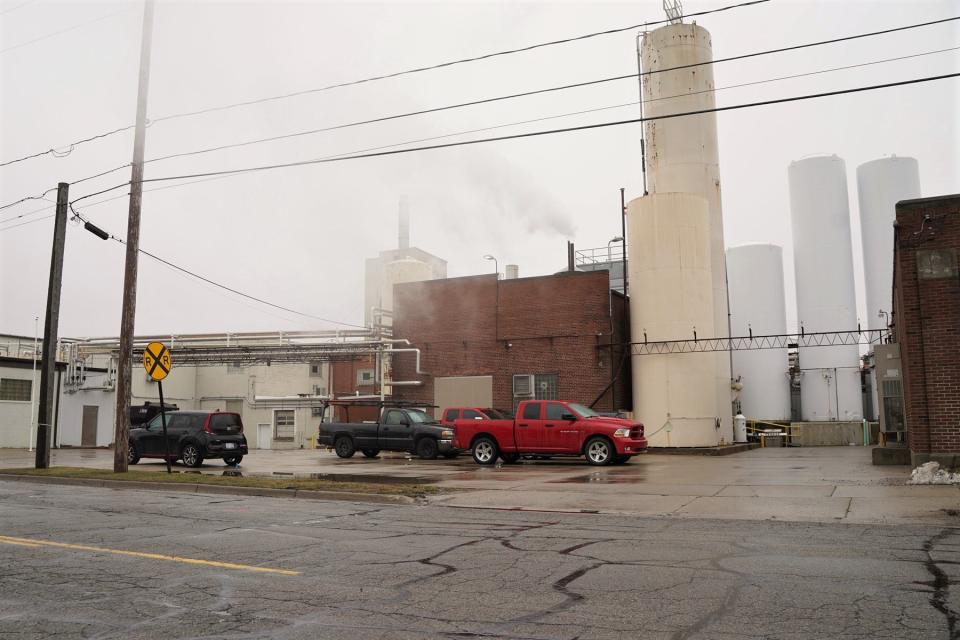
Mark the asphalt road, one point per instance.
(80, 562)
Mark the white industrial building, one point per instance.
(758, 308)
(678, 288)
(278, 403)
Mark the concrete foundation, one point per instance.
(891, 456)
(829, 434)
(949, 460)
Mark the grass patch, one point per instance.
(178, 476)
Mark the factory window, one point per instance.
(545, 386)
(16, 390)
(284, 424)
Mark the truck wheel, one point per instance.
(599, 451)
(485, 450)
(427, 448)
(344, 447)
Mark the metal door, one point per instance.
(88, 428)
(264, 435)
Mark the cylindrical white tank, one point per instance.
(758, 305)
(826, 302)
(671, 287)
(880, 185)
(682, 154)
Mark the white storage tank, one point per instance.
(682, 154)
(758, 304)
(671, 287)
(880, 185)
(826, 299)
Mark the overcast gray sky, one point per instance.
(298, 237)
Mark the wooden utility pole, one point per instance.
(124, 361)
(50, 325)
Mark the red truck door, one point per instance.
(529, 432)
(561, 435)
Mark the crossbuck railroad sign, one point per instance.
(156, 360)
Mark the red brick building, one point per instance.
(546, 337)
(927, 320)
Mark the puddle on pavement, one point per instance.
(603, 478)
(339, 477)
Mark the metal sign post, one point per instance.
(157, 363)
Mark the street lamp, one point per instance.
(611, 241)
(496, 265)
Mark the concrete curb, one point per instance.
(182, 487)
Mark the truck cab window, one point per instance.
_ _ _
#### Exercise objective:
Write out, word for word, all lines from the line that holds "Mark the white storage" through the last line of the listing, with both end lines kept.

#### Written reply:
Mark the white storage tank, one point per instance.
(682, 154)
(758, 304)
(671, 287)
(880, 185)
(826, 299)
Mark the overcast gray sky, one point per instance.
(298, 237)
Mark the wooden utility pole, one point per instance.
(124, 361)
(50, 325)
Mark the red truck door, one point per instance.
(529, 432)
(561, 435)
Mark the crossbuck railroad sign, one point per instance.
(156, 360)
Mark the red brick building, one point per instance.
(546, 337)
(927, 320)
Mark the puddle on pavement, one point per instance.
(603, 478)
(339, 477)
Mark the metal sign post, one point per instance.
(157, 363)
Mark the street lamp, one point per instance.
(611, 241)
(496, 265)
Mark the concrete curb, one point per instance.
(182, 487)
Mark the truck cab window, one point per instance.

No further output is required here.